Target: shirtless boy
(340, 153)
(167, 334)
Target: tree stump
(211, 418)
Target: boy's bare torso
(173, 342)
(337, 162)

_Задача_:
Оформите все строки записей выше как JSON-массив строк, по одной строке массива на каждую строку. Пустые строки не включайте.

_Решение задачи_:
[
  "Target: shirtless boy",
  "(340, 153)",
  "(167, 334)",
  "Target: tree stump",
  "(211, 418)",
  "Target: boy's bare torso",
  "(173, 342)",
  "(337, 162)"
]